TASK: From the entries, copy out every line in which the word "outline" is found.

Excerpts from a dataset
=====
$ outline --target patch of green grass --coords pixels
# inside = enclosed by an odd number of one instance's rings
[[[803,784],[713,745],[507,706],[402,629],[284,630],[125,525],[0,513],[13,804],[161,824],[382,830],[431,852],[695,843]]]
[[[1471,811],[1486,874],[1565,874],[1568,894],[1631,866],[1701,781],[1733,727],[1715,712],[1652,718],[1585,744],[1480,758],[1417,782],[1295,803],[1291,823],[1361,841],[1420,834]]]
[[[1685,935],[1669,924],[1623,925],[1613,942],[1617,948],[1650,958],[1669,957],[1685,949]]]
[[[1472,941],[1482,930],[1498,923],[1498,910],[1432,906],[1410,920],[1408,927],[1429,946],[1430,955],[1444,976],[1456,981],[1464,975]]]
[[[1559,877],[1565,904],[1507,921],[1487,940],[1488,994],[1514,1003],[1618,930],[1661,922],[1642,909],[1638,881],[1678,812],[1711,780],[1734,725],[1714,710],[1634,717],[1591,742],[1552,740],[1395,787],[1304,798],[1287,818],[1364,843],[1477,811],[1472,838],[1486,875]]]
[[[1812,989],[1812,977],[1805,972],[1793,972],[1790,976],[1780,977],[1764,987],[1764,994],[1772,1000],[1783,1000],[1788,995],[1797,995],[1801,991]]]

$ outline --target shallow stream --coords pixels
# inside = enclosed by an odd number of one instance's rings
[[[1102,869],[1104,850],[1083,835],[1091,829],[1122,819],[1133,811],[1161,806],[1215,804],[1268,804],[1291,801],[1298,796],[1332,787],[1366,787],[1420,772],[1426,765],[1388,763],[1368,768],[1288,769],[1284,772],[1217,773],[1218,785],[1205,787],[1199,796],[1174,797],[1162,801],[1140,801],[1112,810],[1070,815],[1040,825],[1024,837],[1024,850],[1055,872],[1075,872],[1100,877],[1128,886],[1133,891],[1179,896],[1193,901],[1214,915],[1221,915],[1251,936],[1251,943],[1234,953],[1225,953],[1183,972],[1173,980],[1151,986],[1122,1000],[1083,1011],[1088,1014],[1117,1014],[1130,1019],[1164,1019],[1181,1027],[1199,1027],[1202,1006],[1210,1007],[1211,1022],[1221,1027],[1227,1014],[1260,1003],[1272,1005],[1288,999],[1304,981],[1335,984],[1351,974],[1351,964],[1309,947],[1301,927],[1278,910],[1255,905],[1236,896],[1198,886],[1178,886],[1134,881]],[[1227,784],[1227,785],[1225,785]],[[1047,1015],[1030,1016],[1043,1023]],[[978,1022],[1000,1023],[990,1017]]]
=====
ANSWER TO THE EXERCISE:
$ outline --target patch of green grass --coords pixels
$ outline --target shallow stream --coords pixels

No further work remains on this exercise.